→ **Task directions**: Copy out the records below, replacing "formatted like" with "written as" wherever it occurs and changing nothing else.

-- START Record set --

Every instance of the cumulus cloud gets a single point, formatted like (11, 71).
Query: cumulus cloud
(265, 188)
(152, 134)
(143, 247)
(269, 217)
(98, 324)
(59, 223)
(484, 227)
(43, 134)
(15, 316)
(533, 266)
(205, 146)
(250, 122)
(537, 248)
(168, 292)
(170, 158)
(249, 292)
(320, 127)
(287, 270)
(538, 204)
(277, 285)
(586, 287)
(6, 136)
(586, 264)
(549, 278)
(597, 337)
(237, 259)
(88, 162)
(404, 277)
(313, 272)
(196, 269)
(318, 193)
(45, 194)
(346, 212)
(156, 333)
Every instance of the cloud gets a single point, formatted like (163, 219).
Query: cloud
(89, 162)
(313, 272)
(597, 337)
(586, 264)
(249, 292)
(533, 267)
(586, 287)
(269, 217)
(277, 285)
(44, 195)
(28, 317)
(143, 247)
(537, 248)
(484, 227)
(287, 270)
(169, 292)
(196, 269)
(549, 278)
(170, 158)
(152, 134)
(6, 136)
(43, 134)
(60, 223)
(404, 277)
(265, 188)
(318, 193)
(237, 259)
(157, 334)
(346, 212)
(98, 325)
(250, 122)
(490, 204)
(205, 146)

-- END Record set --

→ **Solution to this task**:
Every instance of the cumulus cloud gets a single point, written as (11, 71).
Query: cumulus cloud
(265, 188)
(152, 134)
(143, 247)
(269, 217)
(98, 324)
(59, 223)
(484, 227)
(43, 134)
(15, 316)
(533, 266)
(205, 146)
(250, 122)
(537, 248)
(168, 292)
(170, 158)
(249, 292)
(320, 127)
(287, 270)
(538, 204)
(277, 285)
(586, 287)
(6, 136)
(586, 264)
(549, 278)
(597, 337)
(237, 259)
(88, 162)
(404, 277)
(313, 272)
(196, 269)
(318, 193)
(45, 194)
(346, 212)
(156, 333)
Every instance of the cloud gets a single point, written as (163, 219).
Query: cloud
(89, 162)
(313, 272)
(597, 337)
(586, 264)
(249, 292)
(533, 267)
(586, 287)
(269, 217)
(277, 285)
(44, 195)
(28, 317)
(143, 247)
(537, 248)
(484, 227)
(287, 270)
(169, 292)
(196, 269)
(549, 278)
(170, 158)
(152, 134)
(6, 136)
(43, 134)
(60, 223)
(404, 277)
(265, 188)
(318, 193)
(237, 259)
(157, 334)
(346, 212)
(98, 325)
(250, 122)
(490, 204)
(205, 146)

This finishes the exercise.